# Materials provided
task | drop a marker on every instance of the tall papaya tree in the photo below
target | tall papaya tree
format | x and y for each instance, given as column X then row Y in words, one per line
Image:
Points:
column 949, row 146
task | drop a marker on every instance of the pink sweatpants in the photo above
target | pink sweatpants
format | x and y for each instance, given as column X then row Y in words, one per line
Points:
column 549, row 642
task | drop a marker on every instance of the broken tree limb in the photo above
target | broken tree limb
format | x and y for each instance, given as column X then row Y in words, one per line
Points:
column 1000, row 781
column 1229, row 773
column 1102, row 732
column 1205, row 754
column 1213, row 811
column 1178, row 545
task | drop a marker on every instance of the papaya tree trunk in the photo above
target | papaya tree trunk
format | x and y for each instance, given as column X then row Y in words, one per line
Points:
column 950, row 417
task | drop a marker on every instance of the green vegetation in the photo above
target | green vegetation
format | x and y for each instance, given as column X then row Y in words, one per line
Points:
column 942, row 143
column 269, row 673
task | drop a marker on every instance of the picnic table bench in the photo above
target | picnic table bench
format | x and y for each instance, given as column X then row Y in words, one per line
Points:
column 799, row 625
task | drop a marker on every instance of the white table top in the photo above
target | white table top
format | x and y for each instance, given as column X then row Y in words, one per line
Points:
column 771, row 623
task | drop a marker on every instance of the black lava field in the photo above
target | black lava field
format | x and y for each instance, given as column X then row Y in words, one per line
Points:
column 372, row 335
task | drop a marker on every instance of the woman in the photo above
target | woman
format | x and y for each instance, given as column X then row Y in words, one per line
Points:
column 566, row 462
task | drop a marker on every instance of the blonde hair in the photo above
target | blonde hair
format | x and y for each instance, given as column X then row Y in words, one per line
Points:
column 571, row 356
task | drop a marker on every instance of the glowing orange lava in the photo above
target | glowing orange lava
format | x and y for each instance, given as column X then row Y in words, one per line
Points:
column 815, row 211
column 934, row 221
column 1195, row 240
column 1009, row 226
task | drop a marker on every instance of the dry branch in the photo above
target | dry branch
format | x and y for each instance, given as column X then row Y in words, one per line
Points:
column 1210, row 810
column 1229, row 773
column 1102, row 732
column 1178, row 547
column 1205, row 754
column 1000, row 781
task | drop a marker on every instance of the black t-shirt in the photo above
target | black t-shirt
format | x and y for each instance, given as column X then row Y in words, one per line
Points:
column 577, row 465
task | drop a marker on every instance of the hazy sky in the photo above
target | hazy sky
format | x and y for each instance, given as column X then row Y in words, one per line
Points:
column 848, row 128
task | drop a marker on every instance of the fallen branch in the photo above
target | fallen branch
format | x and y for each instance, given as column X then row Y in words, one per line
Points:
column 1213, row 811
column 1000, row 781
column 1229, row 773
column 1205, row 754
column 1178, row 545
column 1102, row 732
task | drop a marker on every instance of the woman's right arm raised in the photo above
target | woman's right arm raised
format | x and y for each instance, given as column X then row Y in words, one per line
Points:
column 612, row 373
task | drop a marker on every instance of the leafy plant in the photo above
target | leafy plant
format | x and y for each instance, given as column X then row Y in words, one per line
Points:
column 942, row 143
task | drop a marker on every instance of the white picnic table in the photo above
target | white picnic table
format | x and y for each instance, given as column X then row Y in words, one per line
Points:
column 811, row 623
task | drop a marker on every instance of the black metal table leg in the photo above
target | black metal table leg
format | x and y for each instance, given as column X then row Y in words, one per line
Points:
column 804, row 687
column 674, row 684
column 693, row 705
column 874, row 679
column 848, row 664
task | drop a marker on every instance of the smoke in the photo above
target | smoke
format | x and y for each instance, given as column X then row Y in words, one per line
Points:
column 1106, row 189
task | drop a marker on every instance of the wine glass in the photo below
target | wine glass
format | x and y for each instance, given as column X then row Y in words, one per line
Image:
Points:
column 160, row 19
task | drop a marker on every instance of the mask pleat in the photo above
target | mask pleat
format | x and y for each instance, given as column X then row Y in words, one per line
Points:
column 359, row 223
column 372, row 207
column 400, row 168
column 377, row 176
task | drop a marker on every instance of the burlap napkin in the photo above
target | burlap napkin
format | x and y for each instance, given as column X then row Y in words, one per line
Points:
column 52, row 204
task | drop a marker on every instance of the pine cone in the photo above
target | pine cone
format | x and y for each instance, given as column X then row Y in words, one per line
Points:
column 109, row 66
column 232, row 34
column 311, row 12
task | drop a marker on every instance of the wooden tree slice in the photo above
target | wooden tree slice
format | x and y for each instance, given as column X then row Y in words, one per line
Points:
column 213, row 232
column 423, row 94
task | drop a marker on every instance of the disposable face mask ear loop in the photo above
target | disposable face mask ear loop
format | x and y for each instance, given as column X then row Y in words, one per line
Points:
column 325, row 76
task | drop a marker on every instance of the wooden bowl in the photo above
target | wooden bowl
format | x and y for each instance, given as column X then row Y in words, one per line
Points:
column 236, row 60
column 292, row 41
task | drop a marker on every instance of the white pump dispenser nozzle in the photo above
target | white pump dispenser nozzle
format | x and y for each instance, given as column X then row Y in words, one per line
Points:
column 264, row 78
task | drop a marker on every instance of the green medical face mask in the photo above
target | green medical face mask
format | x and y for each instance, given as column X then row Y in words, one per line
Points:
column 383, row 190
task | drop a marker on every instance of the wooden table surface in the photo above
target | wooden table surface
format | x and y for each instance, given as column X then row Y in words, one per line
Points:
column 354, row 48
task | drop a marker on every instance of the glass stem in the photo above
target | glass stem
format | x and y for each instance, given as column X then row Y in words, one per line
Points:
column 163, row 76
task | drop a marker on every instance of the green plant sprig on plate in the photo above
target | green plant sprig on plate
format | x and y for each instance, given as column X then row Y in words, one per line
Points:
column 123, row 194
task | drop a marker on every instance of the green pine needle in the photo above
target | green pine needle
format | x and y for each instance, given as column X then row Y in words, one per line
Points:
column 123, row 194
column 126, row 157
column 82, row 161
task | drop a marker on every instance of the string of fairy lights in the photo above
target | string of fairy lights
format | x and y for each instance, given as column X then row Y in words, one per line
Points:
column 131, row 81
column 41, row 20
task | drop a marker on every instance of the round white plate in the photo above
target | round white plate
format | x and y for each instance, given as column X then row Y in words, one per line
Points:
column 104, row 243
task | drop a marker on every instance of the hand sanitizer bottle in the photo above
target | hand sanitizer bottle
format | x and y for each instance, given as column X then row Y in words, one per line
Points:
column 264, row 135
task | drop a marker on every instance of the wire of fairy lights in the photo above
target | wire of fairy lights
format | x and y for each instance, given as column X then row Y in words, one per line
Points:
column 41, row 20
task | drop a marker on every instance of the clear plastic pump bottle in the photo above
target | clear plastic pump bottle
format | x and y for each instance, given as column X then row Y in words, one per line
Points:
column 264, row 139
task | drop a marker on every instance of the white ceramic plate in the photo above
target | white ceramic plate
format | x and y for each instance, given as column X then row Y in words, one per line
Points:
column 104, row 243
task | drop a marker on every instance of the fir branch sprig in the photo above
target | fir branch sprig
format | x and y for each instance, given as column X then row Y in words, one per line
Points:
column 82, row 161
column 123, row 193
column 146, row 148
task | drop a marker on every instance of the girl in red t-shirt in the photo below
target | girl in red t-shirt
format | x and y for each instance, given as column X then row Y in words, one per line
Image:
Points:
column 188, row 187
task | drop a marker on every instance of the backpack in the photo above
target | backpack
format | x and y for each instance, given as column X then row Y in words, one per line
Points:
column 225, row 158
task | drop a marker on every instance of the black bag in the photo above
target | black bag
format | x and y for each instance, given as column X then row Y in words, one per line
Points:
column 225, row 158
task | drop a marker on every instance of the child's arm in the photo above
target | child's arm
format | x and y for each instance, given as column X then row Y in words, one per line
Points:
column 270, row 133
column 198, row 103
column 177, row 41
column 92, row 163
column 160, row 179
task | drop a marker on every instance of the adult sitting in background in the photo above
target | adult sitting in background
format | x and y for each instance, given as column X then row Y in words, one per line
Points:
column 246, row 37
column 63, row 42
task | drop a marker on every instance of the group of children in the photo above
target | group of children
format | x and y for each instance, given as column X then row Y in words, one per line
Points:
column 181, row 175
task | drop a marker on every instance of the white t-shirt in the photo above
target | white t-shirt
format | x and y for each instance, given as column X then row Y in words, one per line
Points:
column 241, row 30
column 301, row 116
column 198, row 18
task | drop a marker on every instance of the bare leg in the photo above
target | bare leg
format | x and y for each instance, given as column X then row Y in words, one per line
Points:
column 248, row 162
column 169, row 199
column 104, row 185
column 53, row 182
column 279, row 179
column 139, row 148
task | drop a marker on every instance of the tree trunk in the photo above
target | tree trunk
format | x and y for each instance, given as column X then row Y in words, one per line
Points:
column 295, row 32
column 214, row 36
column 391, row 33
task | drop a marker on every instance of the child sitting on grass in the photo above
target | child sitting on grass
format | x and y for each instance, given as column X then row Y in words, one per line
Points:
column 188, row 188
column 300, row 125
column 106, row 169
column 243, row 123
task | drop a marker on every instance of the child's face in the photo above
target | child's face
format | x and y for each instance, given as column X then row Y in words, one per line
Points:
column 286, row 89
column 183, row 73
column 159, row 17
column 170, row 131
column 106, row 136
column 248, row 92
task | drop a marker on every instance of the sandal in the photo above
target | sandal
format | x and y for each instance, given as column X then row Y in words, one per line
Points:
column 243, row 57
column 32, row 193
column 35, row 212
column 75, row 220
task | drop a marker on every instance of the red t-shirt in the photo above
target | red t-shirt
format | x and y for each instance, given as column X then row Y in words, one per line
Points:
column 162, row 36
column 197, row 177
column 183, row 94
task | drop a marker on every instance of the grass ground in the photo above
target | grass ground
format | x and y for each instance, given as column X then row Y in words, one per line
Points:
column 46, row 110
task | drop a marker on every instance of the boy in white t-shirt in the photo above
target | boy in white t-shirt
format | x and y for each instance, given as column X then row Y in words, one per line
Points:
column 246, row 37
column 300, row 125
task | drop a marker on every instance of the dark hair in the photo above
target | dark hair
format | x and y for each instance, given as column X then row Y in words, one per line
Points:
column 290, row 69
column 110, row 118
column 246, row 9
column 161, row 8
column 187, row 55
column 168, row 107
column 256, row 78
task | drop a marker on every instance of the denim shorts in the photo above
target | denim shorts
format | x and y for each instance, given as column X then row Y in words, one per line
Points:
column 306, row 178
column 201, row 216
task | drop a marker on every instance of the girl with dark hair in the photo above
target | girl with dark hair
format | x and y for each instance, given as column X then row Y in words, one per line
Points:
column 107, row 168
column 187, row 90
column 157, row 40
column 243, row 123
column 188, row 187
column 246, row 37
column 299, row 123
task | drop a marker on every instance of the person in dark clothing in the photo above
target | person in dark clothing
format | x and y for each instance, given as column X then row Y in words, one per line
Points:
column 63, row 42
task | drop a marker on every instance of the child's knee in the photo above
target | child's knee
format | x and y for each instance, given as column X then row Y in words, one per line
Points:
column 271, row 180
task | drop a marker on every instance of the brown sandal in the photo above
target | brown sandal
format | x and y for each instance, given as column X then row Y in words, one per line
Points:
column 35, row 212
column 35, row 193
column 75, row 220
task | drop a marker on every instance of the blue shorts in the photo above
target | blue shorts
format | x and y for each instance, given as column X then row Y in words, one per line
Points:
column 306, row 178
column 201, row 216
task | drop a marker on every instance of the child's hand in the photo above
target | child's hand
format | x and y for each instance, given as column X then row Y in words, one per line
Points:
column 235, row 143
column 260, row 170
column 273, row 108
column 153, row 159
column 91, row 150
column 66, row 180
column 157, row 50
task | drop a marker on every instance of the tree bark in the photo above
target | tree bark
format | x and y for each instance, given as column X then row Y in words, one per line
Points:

# Exercise details
Your task is to copy each line from the material above that includes the word "dispenser".

# Task response
task | drop a marker on every instance of the white pump dispenser nozzle in the photo above
target | white pump dispenser nozzle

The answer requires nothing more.